WHAT IS ASKED:
Give each line of the rows below as a Markdown table with two columns, No and Line, numbering them in order and skipping blank lines. Leave the pictures out of the table.

RECORDS:
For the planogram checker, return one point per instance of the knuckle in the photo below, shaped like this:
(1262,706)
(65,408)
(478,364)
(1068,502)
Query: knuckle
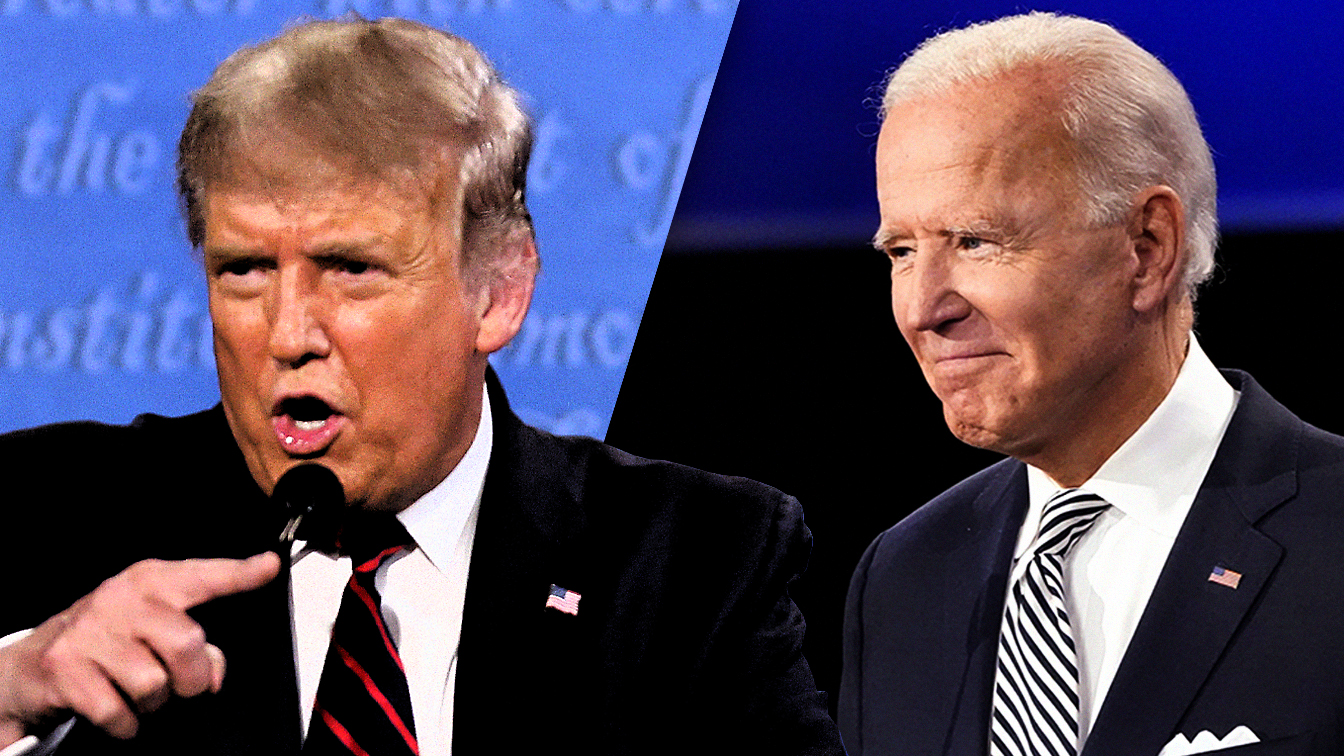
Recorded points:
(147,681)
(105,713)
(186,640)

SOLUTION TO THIS TASK:
| No | Line |
|---|---|
| 1 | For the planogram checker, return one point per instance of the knuckle in the photo below, shaped like this: |
| 2 | (1262,706) |
| 3 | (65,408) |
| 4 | (478,364) |
| 5 | (1068,502) |
| 6 | Query: knuckle |
| 7 | Recorded points: |
| 8 | (147,681) |
| 9 | (105,713) |
| 10 | (186,640) |